DATA FOR THIS EXERCISE
• • • •

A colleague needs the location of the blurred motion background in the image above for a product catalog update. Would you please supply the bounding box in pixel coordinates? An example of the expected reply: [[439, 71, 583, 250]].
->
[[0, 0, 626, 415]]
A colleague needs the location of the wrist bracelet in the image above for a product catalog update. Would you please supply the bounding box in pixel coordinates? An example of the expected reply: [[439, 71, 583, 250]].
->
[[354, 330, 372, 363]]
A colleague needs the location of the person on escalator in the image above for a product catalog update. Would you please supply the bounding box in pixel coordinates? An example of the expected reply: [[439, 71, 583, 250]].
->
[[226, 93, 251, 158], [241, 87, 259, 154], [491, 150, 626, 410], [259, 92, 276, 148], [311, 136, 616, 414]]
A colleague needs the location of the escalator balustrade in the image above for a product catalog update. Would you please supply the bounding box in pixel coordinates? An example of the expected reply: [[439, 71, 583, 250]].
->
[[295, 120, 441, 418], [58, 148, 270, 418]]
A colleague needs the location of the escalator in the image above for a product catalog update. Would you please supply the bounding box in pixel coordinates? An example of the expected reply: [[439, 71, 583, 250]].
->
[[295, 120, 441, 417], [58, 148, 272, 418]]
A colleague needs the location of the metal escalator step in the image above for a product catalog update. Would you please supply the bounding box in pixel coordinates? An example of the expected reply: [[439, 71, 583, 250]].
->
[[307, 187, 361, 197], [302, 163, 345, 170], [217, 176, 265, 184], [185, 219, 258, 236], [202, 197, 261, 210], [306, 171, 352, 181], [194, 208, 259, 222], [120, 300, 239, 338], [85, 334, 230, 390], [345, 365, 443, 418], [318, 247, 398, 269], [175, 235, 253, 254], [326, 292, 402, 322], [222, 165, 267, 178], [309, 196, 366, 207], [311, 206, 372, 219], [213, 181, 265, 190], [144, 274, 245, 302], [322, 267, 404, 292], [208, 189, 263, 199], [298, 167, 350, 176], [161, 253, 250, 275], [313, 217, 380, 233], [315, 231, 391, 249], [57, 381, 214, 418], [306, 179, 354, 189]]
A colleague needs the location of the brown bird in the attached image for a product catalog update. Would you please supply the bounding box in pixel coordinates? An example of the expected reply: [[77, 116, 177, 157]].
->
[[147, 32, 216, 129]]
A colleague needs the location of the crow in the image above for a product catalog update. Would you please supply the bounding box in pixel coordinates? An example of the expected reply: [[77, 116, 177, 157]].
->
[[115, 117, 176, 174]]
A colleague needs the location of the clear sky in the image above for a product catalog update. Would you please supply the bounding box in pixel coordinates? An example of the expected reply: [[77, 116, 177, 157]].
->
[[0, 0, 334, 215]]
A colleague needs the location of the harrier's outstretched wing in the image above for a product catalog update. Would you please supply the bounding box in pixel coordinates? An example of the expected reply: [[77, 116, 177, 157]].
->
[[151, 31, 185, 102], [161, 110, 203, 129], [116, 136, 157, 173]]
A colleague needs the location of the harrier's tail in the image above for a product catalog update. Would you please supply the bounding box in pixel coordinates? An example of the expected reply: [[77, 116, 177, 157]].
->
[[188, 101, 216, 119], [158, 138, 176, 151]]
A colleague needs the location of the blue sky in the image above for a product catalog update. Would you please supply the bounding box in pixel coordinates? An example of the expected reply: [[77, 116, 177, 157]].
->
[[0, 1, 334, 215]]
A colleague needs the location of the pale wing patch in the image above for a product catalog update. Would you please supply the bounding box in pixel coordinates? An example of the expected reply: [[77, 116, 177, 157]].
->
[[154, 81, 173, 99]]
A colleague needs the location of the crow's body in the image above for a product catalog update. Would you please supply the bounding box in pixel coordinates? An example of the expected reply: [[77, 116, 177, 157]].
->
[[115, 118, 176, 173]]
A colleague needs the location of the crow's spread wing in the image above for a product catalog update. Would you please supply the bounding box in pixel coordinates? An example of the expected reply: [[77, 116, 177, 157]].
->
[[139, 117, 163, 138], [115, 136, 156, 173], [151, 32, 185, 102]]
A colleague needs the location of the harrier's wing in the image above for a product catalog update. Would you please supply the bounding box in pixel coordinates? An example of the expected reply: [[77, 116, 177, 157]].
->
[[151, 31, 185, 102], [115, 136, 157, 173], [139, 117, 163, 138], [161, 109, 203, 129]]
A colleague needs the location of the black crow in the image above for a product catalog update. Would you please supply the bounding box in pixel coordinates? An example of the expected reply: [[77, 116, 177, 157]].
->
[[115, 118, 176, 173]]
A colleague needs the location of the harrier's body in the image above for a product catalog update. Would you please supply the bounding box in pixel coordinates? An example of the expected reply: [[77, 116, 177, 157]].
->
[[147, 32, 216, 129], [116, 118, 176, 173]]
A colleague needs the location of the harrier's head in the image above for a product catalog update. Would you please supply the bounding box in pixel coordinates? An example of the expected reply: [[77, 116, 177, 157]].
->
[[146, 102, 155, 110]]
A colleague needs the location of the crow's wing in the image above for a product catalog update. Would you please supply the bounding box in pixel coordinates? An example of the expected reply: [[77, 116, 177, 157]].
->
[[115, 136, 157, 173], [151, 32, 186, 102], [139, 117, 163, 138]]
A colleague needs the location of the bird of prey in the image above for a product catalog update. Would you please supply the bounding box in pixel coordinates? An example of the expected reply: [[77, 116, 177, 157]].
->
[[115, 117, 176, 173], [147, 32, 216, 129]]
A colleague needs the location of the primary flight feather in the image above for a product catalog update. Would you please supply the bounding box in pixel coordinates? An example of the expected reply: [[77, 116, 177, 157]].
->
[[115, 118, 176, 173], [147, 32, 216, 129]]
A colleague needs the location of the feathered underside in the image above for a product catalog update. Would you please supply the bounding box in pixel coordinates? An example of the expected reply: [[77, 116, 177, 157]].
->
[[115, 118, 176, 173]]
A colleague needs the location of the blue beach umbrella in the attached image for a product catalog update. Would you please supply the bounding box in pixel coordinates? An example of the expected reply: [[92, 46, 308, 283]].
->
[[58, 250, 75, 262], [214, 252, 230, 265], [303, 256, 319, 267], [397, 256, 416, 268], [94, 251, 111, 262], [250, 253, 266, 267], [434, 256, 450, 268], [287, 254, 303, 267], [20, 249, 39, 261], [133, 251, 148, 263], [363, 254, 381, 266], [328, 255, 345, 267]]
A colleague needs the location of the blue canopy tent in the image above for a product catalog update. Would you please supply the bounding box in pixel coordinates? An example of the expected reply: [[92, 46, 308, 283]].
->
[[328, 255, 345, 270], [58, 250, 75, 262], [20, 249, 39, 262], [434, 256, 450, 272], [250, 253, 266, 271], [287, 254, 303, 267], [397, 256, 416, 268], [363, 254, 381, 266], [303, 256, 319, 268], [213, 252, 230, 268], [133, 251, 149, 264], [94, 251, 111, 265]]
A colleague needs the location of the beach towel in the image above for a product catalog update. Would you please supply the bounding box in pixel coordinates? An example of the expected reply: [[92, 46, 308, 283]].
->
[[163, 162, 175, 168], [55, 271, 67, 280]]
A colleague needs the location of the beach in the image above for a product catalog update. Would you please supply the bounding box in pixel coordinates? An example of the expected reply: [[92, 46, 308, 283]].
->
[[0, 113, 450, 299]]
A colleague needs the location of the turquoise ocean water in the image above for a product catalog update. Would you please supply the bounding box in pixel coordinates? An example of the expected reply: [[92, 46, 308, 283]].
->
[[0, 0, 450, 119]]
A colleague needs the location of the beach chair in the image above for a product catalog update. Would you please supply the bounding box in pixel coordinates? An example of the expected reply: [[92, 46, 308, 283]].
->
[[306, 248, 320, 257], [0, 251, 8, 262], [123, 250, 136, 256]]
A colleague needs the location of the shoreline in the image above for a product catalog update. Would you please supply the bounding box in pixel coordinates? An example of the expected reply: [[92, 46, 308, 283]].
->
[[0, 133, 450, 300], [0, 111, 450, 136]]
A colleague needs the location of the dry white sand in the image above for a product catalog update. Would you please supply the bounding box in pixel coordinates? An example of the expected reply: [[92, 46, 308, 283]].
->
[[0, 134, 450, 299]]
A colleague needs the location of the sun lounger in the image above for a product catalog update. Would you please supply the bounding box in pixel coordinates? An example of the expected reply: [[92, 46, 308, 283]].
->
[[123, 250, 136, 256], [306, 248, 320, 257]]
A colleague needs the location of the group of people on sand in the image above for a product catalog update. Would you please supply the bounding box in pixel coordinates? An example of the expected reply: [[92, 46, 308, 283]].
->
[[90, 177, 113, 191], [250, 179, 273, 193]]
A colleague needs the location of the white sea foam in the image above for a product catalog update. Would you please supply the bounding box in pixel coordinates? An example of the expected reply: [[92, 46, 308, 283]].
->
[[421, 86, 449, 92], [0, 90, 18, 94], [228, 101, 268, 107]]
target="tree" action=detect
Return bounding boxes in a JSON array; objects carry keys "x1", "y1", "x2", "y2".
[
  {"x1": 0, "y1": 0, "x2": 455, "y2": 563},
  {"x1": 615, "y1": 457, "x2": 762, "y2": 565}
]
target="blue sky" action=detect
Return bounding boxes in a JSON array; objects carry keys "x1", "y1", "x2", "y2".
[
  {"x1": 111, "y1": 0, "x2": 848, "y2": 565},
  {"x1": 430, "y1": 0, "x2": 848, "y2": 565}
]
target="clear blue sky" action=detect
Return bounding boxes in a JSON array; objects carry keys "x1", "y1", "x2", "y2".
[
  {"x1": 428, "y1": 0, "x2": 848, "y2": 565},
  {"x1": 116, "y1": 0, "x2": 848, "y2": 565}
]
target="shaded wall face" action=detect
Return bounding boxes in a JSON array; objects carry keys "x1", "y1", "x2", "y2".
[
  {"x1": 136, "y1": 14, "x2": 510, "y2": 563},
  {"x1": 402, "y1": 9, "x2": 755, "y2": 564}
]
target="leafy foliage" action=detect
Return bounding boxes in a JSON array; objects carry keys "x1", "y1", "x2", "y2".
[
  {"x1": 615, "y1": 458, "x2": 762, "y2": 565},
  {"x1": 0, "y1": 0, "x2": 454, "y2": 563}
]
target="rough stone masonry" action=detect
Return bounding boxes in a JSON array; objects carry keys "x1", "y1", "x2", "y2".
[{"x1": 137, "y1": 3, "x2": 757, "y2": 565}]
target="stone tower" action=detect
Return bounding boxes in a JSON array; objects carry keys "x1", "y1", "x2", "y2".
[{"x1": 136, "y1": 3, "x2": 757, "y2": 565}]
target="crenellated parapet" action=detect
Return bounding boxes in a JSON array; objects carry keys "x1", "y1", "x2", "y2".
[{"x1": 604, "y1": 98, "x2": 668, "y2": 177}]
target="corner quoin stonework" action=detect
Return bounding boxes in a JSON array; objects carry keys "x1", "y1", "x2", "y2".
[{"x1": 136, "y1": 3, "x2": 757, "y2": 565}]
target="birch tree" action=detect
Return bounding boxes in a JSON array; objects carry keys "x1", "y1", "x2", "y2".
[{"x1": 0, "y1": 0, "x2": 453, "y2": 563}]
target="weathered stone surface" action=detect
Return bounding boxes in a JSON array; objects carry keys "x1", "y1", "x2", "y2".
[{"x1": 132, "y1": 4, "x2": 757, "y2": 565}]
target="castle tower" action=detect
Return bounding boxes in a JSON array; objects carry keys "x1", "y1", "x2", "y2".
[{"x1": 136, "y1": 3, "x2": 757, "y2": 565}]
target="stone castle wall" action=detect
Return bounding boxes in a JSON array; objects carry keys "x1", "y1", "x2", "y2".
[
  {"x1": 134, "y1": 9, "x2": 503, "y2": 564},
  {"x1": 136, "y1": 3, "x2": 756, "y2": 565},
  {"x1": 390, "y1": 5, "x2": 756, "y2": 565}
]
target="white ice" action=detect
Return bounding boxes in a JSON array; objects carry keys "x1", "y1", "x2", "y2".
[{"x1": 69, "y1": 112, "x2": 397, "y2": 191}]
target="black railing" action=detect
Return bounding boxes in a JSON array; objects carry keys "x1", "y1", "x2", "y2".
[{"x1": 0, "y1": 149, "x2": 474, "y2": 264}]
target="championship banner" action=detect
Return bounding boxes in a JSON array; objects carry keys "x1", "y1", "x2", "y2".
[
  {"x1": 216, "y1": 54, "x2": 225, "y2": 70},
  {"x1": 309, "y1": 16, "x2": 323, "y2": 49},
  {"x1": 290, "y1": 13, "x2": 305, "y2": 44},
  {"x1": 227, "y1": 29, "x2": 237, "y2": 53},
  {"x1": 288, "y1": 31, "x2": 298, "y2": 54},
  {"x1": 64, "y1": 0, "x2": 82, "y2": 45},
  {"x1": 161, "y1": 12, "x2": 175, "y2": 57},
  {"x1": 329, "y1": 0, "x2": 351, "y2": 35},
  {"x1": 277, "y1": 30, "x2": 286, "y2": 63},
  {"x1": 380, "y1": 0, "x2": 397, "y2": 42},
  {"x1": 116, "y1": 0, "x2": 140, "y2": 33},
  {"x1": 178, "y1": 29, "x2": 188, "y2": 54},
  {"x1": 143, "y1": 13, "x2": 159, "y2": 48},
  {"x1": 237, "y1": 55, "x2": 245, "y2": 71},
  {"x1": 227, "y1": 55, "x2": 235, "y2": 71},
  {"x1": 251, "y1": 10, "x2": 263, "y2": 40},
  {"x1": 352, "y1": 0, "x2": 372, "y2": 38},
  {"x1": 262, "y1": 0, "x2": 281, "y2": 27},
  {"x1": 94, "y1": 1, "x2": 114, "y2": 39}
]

• • • •

WORK TO BE COMPLETED
Find every line in the items above that contains the word "clear", and copy each of those lines.

RESULT OF THE TASK
A colleague needs the location of the clear sky in the image above for a product catalog update. Would you please supply the bounding box in pixel coordinates? An example of the expected reply: [[77, 116, 177, 157]].
target="clear blue sky" action=detect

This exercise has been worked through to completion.